GIVEN INSTRUCTION ->
Give the material below as a JSON list of strings, one string per line, skipping blank lines and leaving out the pictures.

THE RECORDS ->
+++++

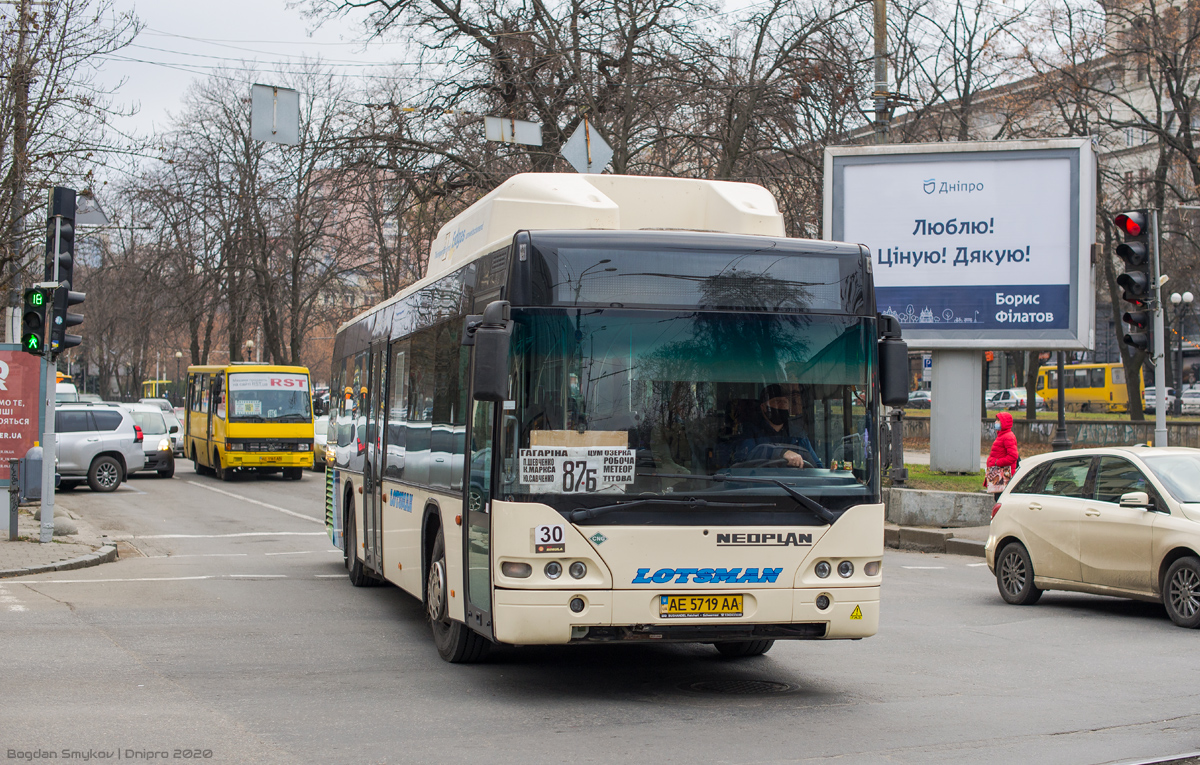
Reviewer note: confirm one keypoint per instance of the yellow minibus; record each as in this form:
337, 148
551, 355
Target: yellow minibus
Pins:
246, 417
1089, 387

+++++

COMPLETE OUTPUT ->
[
  "Reviewer note: confirm one keypoint per instance of the yellow minibus; record each as in this form:",
  "337, 148",
  "551, 355",
  "Target: yellow minibus",
  "Pins:",
  "246, 417",
  "1089, 387"
]